• What the task requires:
Could you copy the records word for word, starting at the very beginning and ending with the line that contains "box: [53, 22, 61, 46]", both included?

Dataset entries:
%%

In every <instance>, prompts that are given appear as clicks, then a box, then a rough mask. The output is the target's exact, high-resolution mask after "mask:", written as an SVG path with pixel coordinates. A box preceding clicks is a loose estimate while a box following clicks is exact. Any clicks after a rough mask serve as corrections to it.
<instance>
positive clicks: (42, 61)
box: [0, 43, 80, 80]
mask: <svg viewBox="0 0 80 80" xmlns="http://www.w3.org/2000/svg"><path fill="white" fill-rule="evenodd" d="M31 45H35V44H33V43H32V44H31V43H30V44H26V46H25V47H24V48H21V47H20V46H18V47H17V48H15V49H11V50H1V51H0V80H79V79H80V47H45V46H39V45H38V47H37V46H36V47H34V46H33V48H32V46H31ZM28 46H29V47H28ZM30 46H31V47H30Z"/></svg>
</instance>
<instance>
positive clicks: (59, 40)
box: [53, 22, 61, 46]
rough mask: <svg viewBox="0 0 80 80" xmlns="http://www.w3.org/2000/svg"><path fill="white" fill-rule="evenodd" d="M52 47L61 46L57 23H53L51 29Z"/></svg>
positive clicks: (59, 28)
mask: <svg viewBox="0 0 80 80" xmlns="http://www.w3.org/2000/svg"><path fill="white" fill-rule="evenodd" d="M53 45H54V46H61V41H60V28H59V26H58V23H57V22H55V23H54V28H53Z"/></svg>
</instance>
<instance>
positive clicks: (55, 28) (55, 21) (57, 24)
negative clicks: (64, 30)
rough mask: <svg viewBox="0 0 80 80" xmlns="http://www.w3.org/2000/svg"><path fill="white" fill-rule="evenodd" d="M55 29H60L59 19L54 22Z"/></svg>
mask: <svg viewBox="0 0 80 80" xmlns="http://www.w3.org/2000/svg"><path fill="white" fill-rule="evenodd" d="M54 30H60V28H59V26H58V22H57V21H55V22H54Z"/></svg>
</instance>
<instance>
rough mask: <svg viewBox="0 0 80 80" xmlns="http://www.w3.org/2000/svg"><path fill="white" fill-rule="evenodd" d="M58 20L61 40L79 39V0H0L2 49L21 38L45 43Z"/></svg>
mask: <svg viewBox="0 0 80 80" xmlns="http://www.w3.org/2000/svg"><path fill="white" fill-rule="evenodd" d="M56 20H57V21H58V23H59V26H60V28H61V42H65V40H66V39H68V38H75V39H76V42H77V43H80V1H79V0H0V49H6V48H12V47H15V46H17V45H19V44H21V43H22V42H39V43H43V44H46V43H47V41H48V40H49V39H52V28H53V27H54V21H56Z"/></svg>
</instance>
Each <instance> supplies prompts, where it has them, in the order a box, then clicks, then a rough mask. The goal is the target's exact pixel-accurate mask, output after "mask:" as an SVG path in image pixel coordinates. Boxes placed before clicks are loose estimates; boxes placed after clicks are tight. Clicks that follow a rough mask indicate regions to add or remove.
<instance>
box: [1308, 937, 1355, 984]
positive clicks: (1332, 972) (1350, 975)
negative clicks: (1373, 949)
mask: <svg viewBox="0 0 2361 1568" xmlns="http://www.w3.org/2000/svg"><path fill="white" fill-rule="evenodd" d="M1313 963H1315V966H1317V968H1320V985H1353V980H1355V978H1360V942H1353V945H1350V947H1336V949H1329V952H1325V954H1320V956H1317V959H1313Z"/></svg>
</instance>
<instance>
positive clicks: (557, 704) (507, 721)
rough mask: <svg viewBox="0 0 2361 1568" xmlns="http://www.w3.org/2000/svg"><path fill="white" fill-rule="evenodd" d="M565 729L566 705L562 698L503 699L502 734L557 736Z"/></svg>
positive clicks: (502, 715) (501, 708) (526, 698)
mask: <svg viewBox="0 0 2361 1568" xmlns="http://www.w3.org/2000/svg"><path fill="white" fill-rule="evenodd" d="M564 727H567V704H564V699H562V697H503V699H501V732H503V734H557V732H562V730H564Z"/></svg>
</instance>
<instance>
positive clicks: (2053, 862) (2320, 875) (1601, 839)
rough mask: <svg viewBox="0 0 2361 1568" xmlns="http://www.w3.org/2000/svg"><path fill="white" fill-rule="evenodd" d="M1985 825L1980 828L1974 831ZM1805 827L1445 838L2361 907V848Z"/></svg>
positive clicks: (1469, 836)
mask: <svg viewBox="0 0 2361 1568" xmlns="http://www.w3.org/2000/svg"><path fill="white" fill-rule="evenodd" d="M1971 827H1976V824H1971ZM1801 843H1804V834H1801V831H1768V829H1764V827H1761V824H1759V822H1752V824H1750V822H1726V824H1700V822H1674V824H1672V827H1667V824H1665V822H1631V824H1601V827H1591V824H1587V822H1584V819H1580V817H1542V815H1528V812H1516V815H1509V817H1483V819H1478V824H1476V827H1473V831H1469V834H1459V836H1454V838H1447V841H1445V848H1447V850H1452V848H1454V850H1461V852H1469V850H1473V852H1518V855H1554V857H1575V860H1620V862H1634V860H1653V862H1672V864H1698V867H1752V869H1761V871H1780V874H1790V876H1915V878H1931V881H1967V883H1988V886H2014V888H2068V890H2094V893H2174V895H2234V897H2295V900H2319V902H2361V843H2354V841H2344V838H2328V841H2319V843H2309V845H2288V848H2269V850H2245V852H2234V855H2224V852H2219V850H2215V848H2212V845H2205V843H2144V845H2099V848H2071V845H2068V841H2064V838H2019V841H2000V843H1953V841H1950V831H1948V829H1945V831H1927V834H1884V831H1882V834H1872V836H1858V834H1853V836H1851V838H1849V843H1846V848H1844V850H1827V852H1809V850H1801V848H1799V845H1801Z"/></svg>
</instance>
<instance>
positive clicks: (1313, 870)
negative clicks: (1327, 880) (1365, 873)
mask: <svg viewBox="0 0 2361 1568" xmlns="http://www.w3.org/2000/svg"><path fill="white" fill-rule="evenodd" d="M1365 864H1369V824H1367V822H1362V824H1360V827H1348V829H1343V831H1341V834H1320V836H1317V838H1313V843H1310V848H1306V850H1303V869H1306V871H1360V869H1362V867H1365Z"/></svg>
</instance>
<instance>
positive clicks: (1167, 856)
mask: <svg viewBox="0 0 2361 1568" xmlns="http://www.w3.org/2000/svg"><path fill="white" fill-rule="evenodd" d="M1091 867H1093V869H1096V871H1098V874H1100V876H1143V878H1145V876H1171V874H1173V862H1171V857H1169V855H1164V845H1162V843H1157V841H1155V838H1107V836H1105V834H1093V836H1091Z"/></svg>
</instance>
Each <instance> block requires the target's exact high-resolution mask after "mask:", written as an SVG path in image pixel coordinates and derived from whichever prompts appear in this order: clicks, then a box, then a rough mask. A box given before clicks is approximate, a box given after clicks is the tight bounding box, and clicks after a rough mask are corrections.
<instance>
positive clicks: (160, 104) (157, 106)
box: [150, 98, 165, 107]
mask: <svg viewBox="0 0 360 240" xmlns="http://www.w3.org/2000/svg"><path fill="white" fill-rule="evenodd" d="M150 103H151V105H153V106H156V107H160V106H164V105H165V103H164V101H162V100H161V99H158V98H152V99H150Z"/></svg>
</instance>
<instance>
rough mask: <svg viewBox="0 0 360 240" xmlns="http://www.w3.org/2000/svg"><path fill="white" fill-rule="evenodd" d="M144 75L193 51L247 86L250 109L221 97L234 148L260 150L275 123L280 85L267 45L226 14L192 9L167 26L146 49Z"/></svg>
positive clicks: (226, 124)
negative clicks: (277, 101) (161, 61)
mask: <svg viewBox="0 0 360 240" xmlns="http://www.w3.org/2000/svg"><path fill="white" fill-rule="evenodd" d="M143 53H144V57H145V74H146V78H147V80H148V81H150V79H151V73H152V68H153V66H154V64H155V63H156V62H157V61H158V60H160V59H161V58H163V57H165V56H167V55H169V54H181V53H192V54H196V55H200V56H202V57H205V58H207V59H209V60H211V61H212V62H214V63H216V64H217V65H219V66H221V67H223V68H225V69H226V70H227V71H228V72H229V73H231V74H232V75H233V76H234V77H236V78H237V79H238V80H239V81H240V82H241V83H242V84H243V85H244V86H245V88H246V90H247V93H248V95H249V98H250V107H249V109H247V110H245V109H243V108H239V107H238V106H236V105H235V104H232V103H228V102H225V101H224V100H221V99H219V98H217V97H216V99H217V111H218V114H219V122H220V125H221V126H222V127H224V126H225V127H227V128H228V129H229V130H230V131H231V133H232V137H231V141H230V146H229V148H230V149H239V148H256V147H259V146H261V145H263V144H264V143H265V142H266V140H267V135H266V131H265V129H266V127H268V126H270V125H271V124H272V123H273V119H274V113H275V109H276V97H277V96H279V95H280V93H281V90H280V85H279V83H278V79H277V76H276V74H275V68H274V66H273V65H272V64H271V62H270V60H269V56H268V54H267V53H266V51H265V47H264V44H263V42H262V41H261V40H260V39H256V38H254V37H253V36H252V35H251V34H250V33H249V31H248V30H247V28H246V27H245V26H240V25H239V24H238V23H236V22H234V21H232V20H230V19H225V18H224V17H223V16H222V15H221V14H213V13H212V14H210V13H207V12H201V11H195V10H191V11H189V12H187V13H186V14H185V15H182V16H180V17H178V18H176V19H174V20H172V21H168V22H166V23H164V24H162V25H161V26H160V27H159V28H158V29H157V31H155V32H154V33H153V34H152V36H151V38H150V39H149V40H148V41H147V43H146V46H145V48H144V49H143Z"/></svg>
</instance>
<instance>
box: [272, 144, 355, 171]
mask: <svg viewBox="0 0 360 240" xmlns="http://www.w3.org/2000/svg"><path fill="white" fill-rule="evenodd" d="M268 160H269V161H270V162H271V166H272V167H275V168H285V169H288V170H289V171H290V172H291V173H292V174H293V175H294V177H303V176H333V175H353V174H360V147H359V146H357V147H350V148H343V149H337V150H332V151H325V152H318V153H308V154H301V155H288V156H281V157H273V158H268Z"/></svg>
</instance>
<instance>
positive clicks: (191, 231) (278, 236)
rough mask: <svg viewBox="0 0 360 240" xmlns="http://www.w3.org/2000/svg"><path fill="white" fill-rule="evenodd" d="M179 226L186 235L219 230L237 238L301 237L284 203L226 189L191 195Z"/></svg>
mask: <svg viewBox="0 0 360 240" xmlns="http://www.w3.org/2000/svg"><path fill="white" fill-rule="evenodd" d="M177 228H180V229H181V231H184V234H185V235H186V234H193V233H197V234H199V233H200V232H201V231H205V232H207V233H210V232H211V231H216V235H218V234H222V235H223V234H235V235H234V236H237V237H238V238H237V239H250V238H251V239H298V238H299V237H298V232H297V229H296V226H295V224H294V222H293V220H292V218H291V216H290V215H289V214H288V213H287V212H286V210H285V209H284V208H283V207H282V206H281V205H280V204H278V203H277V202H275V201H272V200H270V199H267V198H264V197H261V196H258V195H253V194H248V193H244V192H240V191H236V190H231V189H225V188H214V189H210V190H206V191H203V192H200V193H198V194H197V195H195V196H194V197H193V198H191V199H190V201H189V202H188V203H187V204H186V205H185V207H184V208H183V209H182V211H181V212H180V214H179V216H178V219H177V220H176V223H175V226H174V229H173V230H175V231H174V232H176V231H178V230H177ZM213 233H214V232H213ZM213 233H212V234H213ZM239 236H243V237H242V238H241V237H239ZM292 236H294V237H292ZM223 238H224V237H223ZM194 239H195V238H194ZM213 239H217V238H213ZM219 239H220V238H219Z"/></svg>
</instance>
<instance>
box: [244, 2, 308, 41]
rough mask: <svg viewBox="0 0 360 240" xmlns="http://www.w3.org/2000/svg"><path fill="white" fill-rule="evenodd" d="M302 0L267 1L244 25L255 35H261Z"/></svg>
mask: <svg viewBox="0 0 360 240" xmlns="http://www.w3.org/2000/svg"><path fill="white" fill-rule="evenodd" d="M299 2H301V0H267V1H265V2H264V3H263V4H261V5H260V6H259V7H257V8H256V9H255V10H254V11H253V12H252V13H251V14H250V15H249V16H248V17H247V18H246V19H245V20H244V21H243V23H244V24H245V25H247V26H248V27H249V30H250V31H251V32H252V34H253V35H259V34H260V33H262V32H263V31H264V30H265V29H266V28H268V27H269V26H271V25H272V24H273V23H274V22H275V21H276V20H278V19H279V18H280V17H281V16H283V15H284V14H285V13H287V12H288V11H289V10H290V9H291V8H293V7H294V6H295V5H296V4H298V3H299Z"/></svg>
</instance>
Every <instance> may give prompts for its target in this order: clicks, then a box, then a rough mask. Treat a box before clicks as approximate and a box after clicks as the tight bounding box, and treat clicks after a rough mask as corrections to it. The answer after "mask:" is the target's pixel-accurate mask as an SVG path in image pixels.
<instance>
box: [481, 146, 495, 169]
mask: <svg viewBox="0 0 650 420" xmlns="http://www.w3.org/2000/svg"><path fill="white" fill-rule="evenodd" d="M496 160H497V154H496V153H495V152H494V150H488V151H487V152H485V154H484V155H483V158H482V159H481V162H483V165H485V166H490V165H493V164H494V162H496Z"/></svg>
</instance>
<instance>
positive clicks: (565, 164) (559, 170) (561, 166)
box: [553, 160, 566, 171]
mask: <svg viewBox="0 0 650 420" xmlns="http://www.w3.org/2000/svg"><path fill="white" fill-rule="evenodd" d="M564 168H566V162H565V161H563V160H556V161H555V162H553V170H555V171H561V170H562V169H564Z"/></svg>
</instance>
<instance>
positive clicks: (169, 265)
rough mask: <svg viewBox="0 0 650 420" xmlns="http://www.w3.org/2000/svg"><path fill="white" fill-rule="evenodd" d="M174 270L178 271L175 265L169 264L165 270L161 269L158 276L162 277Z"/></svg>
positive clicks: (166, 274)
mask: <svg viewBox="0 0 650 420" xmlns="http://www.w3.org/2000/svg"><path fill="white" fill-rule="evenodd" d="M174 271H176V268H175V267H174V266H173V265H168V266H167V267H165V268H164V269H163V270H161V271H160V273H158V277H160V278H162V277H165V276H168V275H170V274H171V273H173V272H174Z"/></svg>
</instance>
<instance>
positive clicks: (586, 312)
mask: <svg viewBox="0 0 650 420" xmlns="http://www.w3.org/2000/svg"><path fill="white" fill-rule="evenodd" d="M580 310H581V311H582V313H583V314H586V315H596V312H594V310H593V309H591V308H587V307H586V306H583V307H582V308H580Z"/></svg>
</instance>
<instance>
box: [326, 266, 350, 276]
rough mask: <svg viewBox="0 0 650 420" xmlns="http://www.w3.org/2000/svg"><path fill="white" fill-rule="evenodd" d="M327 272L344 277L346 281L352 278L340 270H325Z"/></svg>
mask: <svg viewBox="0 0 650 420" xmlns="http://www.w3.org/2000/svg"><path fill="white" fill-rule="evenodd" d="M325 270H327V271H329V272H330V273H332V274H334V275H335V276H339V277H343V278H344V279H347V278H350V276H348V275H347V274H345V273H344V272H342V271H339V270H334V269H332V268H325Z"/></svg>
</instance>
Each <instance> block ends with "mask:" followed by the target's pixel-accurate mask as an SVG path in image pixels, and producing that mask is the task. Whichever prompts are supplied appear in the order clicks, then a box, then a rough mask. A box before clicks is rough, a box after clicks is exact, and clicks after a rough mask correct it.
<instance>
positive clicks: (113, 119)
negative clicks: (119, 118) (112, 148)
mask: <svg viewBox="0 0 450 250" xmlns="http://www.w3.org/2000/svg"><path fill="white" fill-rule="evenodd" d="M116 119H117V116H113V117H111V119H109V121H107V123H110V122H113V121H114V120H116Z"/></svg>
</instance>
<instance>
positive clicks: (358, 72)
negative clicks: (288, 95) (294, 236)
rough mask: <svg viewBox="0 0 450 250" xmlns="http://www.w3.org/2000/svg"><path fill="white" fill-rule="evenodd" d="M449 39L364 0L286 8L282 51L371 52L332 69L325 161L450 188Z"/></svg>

%%

• Answer to this exercise:
In every <instance>, prompts that are given appear as clicks, then a box, then a rough mask. The output is the target's exact, high-resolution mask after "mask:", written as an SVG path with pixel coordinates. A box preceding clicks is a loose estimate while a box following clicks is exact. Any clicks after a rough mask serve as corrections to it.
<instance>
positive clicks: (42, 61)
box: [0, 43, 80, 80]
mask: <svg viewBox="0 0 80 80" xmlns="http://www.w3.org/2000/svg"><path fill="white" fill-rule="evenodd" d="M31 45H35V44H33V43H32V44H31V43H30V44H26V46H25V47H24V48H21V47H20V46H18V47H17V48H15V49H11V50H1V51H0V80H79V79H80V47H45V46H39V45H38V47H37V46H36V47H34V46H33V48H32V46H31ZM28 46H29V47H28ZM30 46H31V47H30Z"/></svg>
</instance>
<instance>
positive clicks: (59, 40)
box: [53, 22, 61, 46]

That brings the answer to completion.